╔══

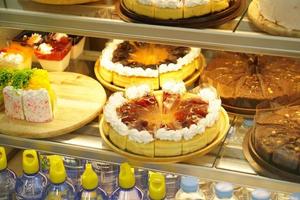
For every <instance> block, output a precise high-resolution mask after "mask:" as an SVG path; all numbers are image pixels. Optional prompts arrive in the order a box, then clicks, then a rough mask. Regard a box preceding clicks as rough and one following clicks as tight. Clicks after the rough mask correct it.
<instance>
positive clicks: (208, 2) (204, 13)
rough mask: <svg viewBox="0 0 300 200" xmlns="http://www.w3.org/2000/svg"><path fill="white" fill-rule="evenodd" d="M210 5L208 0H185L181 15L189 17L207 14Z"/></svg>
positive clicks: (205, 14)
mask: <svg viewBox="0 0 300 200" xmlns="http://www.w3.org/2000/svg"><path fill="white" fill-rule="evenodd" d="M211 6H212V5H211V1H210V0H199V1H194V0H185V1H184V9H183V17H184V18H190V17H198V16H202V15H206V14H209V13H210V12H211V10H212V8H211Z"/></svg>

╚══
╔══

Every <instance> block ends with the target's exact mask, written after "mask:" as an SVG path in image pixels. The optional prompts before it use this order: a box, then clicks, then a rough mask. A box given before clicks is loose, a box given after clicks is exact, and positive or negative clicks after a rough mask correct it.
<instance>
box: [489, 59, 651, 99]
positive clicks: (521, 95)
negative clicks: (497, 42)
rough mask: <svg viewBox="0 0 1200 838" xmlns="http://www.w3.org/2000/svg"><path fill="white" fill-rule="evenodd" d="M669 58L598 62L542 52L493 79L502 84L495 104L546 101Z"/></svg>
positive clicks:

╚══
╔══

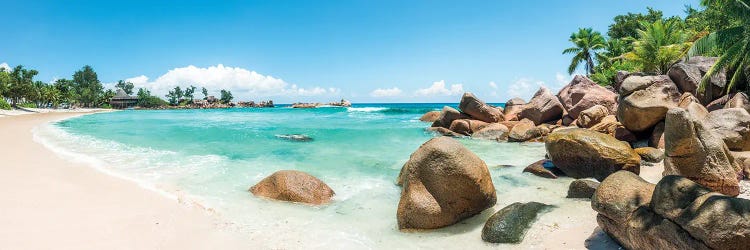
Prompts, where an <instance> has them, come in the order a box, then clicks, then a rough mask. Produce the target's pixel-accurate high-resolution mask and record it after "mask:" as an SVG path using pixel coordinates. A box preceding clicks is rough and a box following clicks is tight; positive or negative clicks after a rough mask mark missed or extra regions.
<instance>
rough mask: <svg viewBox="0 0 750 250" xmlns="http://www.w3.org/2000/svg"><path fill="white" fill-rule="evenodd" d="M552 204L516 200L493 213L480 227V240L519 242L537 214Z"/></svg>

╚══

### WHAT THE TASK ASKS
In the listing above, find the line with "Every <instance> block ends" and the line with "box: [489, 59, 651, 99]", then reproduce both and every line between them exactly.

### WRITTEN REPLY
Every <instance> block ends with the target's exact mask, written after "mask:" as an SVG path in image pixels. The optional prompts before it use this order: a box, then clicks, then a rough mask. A box given before clicks is loose, a box given after clicks is exact, and positive or negative clicks after a rough mask correct it.
<instance>
box: [489, 59, 651, 99]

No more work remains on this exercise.